Although the entries contain pictures, repeat only their words, exactly as written.

PROVIDED RECORDS section start

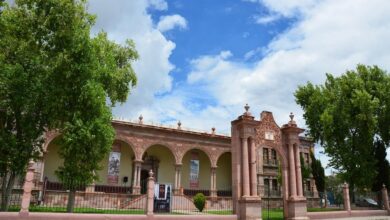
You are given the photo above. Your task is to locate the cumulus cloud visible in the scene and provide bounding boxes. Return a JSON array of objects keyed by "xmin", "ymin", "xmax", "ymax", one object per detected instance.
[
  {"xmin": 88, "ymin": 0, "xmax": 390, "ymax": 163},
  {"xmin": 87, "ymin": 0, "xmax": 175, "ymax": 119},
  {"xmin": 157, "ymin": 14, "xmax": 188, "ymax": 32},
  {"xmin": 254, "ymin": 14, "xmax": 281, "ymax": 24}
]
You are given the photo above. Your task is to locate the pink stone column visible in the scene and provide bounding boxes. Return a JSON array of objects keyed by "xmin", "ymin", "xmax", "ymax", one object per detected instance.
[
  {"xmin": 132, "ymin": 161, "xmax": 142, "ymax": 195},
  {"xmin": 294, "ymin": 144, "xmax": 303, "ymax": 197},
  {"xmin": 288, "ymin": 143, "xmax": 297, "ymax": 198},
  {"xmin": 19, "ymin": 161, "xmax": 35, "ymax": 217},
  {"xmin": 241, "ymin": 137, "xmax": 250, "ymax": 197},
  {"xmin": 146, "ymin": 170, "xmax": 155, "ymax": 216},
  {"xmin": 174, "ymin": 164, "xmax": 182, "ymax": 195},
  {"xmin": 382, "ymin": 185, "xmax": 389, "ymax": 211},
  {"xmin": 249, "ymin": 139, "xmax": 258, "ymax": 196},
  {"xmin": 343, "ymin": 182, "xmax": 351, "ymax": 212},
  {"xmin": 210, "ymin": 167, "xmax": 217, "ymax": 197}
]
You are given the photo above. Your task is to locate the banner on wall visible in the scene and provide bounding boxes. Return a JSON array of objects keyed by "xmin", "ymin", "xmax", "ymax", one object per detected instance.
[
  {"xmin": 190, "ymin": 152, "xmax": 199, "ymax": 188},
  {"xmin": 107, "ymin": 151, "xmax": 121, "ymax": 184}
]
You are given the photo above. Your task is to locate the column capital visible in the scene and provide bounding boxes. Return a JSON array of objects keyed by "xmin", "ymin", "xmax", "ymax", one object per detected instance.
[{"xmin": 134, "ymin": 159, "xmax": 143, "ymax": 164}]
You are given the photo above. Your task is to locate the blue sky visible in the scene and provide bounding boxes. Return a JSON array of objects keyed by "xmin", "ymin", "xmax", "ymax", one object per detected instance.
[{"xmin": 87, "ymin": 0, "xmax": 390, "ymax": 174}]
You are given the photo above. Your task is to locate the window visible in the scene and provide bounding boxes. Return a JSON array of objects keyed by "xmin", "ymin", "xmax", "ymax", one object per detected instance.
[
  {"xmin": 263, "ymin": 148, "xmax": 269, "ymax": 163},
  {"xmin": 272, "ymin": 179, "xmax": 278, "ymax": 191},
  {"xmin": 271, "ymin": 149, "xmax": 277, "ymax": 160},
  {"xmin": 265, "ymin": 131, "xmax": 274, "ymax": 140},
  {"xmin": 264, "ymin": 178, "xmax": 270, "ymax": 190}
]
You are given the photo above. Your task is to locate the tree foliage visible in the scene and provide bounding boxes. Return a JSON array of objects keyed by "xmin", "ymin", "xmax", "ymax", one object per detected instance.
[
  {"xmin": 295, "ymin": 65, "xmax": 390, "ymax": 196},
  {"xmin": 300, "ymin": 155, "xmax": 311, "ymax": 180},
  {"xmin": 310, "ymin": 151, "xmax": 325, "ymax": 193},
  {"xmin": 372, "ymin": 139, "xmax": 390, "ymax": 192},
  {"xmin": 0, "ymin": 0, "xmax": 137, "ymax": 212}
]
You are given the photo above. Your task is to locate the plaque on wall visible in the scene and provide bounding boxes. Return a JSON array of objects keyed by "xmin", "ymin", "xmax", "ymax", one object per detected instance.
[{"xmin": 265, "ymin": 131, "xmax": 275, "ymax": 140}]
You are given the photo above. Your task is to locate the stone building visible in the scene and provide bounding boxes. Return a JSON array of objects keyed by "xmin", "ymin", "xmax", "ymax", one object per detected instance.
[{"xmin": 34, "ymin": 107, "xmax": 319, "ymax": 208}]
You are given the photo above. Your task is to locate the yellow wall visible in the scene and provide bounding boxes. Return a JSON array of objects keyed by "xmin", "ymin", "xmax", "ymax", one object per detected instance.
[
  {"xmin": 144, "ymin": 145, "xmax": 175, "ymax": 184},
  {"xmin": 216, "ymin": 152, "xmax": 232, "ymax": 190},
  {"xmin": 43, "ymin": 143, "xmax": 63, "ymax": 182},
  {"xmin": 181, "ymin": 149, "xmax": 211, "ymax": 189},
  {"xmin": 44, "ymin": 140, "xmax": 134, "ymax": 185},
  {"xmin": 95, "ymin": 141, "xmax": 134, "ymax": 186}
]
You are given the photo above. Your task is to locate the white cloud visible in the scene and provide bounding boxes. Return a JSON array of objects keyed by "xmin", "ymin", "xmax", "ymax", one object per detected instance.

PROVIDED RECORDS section end

- OUTPUT FOR THIS TASK:
You are given the photo above. Your task is to locate the cumulus cloud visible in the scene and provide bounding boxes. Return a JSON array of objects keyed by "xmin", "ymin", "xmax", "ymax", one object per detected instance.
[
  {"xmin": 88, "ymin": 0, "xmax": 390, "ymax": 163},
  {"xmin": 87, "ymin": 0, "xmax": 175, "ymax": 119},
  {"xmin": 157, "ymin": 14, "xmax": 188, "ymax": 32},
  {"xmin": 254, "ymin": 14, "xmax": 281, "ymax": 24}
]
You are given the photo above. Your task is to locate the pink stone column visible in the scene and provide bounding boxes. Return a JSON array of objects keyed by "xmin", "ymin", "xmax", "ymax", one object per detected instance.
[
  {"xmin": 132, "ymin": 161, "xmax": 142, "ymax": 195},
  {"xmin": 294, "ymin": 144, "xmax": 303, "ymax": 197},
  {"xmin": 288, "ymin": 143, "xmax": 297, "ymax": 198},
  {"xmin": 19, "ymin": 161, "xmax": 35, "ymax": 217},
  {"xmin": 241, "ymin": 137, "xmax": 250, "ymax": 197},
  {"xmin": 146, "ymin": 170, "xmax": 155, "ymax": 216},
  {"xmin": 174, "ymin": 164, "xmax": 182, "ymax": 195},
  {"xmin": 382, "ymin": 185, "xmax": 389, "ymax": 211},
  {"xmin": 249, "ymin": 139, "xmax": 258, "ymax": 196},
  {"xmin": 343, "ymin": 182, "xmax": 351, "ymax": 212},
  {"xmin": 210, "ymin": 167, "xmax": 217, "ymax": 197}
]
You are given the photo above. Your task is to locate the banner on wall visible in the scene and provide bounding boxes. Return a JSON array of objects keyed by "xmin", "ymin", "xmax", "ymax", one object per detected instance.
[
  {"xmin": 190, "ymin": 152, "xmax": 199, "ymax": 188},
  {"xmin": 107, "ymin": 151, "xmax": 121, "ymax": 184}
]
You are given the photo above. Your task is to locate the column capital visible in the scene and provide bounding boxes. Return a JSON array of objects keyed by "xmin", "ymin", "xmax", "ymax", one object per detected instance.
[{"xmin": 134, "ymin": 159, "xmax": 143, "ymax": 164}]
You are given the photo above. Your task is to locate the blue sky visible in the scene and provide bounding boxes. Return a JSON array of objects keyed by "xmin", "ymin", "xmax", "ymax", one object per detected instance.
[{"xmin": 87, "ymin": 0, "xmax": 390, "ymax": 174}]
You are given the photo above. Your task is to locate the window visible in the scene and provide bounding boxes. Return a JSON array of objects keyed by "xmin", "ymin", "xmax", "ymax", one object per detected instance.
[
  {"xmin": 263, "ymin": 148, "xmax": 269, "ymax": 163},
  {"xmin": 272, "ymin": 179, "xmax": 278, "ymax": 191},
  {"xmin": 271, "ymin": 149, "xmax": 277, "ymax": 160},
  {"xmin": 265, "ymin": 131, "xmax": 274, "ymax": 140},
  {"xmin": 264, "ymin": 178, "xmax": 270, "ymax": 190}
]
You are given the photo above. Your task is to locate the tree foliage visible in the scene and provide bounding boxes. Return a JSON array of objects keyed by "xmin", "ymin", "xmax", "ymax", one object per detected instance.
[
  {"xmin": 295, "ymin": 65, "xmax": 390, "ymax": 196},
  {"xmin": 300, "ymin": 155, "xmax": 311, "ymax": 180},
  {"xmin": 310, "ymin": 151, "xmax": 325, "ymax": 193},
  {"xmin": 372, "ymin": 139, "xmax": 390, "ymax": 192},
  {"xmin": 0, "ymin": 0, "xmax": 137, "ymax": 212}
]
You are given the photo above. Your task is to locate the plaque on wall visible in the scene and provide bounding boxes. Return a JSON array of objects keyed by "xmin", "ymin", "xmax", "ymax", one object per detected instance.
[{"xmin": 265, "ymin": 131, "xmax": 275, "ymax": 140}]
You are given the photo above. Your task is to locate the stone building visible in the scene and provide bounding boxes. Return a JSON array of objects keyed by "xmin", "ymin", "xmax", "ymax", one object per detected instance.
[{"xmin": 34, "ymin": 107, "xmax": 319, "ymax": 208}]
You are given the photo above. Your task is to locate the yellow wall visible in the scene and provide bounding boxes. Return a JSON array of objects keyed by "xmin", "ymin", "xmax", "ymax", one object per detected instance.
[
  {"xmin": 144, "ymin": 145, "xmax": 175, "ymax": 184},
  {"xmin": 216, "ymin": 152, "xmax": 232, "ymax": 190},
  {"xmin": 43, "ymin": 143, "xmax": 63, "ymax": 182},
  {"xmin": 181, "ymin": 149, "xmax": 211, "ymax": 189},
  {"xmin": 44, "ymin": 140, "xmax": 134, "ymax": 185},
  {"xmin": 95, "ymin": 141, "xmax": 134, "ymax": 186}
]
You are given the photo above. Your task is to locate the white cloud visible in the scene and provide bounding boxes. Return a JSON array of objects keyed by "xmin", "ymin", "xmax", "ymax", one object per detected instance.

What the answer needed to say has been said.